REQUIRED WORK
Pull every line from the items below and copy each one unchanged.

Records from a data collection
##############################

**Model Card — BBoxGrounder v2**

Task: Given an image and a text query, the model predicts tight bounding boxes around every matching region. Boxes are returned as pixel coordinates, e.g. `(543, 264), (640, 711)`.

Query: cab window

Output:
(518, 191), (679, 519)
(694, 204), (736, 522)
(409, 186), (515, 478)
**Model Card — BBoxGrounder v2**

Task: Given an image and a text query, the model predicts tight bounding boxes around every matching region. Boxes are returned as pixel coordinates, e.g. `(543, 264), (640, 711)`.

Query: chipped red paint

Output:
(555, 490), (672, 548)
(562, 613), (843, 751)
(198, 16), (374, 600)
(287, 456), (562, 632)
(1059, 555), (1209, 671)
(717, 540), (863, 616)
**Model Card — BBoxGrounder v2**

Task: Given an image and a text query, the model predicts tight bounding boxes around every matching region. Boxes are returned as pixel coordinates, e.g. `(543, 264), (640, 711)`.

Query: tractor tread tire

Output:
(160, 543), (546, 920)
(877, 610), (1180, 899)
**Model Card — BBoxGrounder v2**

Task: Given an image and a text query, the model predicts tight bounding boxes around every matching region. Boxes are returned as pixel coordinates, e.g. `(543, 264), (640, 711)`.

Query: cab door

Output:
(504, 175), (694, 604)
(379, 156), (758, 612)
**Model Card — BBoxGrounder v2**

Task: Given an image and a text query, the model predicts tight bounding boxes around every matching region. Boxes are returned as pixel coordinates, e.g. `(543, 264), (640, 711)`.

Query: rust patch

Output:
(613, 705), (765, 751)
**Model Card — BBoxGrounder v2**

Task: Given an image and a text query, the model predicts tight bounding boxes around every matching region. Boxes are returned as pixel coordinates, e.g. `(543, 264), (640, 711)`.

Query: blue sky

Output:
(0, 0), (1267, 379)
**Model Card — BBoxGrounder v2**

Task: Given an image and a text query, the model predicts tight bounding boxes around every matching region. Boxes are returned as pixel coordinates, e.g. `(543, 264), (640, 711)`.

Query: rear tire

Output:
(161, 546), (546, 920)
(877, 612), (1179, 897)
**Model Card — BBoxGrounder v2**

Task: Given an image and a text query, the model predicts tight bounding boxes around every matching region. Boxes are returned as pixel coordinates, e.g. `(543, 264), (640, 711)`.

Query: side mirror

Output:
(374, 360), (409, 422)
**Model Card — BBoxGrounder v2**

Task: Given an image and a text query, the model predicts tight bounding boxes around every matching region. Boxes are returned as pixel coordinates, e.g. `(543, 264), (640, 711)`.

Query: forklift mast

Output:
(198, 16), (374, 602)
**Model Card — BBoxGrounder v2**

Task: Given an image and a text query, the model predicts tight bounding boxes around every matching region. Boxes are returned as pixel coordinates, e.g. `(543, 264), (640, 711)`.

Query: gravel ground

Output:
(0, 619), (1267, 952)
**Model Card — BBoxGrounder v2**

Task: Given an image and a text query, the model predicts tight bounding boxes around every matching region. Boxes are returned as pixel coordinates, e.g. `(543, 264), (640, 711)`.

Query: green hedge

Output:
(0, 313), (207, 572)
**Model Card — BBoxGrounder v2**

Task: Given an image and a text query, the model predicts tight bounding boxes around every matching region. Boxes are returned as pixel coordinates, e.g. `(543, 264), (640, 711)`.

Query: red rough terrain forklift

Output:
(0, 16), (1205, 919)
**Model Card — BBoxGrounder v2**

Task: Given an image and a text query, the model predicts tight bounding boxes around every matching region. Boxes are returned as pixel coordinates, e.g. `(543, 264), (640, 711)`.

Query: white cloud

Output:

##############################

REPLY TO THE TASK
**Model Card — BBoxGrounder v2**

Task: Given an image and a text query, the model predicts tight bounding boxes around every matching region. Boxes are returned as pixel coordinates, e.g. `(543, 264), (640, 711)`.

Query: cab window

Output:
(518, 191), (679, 519)
(694, 204), (736, 522)
(409, 186), (515, 478)
**Model Card — BBoxGrounder v2**

Task: Given an image and a text query, the model predicts tight bounding boxes around every matching region. Boxes are returned as pixel coordinates, e.g. `(543, 264), (640, 711)`.

Query: chipped red paint

Output:
(555, 490), (672, 548)
(562, 613), (843, 751)
(198, 16), (374, 600)
(287, 456), (562, 632)
(1059, 555), (1209, 671)
(717, 540), (863, 616)
**Model Card — BBoxGrounder v2**

Task: Given an image and a text query, the model predicts tight bounding boxes around every matching region. Boxes are returned as pixel coordinates, e.g. `(543, 264), (640, 711)`.

Query: tractor tread tire

Output:
(160, 543), (546, 920)
(877, 610), (1180, 899)
**Model Card — BBoxGrounder v2**

Task: Given an image and a text query, the model predicts tight bounding boxes around every matching region. Boxes are returned as pixel coordinates, e.g. `(543, 264), (640, 711)`.

Query: cab door

Output:
(504, 175), (694, 604)
(379, 156), (758, 612)
**Model Card — BBoxGrounder v2**

Task: Given an image and a text query, the model predicts tight bounding boxes around every matching region. Boxes are returned as pixel coordinates, e.g. `(543, 264), (640, 711)`.

Query: rust patch

Output:
(613, 705), (765, 751)
**Model Card — BBoxGrounder v2**

Task: Given an image and a text query, the model predicts tight bounding boxes around every matching region. Boxes are returned as pixel coordinates, e.g. `(543, 264), (640, 711)`.

Query: blue sky

Output:
(0, 0), (1267, 379)
**Model Card — BBoxGrounder v2**

Task: Given an image and a text query, the model predicts tight bounding boxes around every matching region. Boxes are returned as pixel coordinates, e.g. `(543, 264), (640, 711)`.

Query: rear tire

Output:
(161, 546), (546, 920)
(877, 612), (1179, 897)
**Model Card — BBoxGrounder v2**

Task: Given an image and a text query, the model predicts tight bounding boxes around every matching region. Boxes are returned as pixel coordinates, e.g. `(543, 264), (640, 711)`.

Query: side mirror

Output:
(374, 360), (409, 422)
**Model Card — BBoxGrounder v2**

Task: Given an image and a text query, the model predicts tight bounding boxes around every matching region. Boxes are returned as pixel coordinates, e.g. `(543, 264), (640, 711)`.

Query: forklift mast

Output:
(198, 16), (374, 602)
**Model Card — BBoxGrounder v2**

Task: Given an image and a text query, the model predicts tight bounding boxes around every matching region. Boxes are returned as pixel coordinates, e.g. `(543, 264), (640, 711)`.

Query: gravel ground

Output:
(0, 619), (1267, 952)
**Model Card — BBoxGrounder v2**

Task: Given an image and a text query, the model predicts tight bounding boxes around every matching region. Boxes are returned as pixel coordinates, e.g. `(543, 264), (640, 711)`.

Query: green hedge

Output:
(0, 313), (207, 572)
**Model Card — BBoxGrounder v2**

Task: Given an image and a text query, the model predicts tight bounding boxes around every matching region. Boxes are returned as pixel coordinates, e.g. `(543, 264), (640, 711)`.

Query: red rough terrain forklift

Output:
(0, 16), (1205, 919)
**Model Card — BBoxGrounder v2**

Task: Given an image and a text query, the model predicts tight bounding boxes around every matching region. Boxes are returned as pixel coordinates, e.g. `(543, 264), (640, 711)`.

Query: white cloud

Output:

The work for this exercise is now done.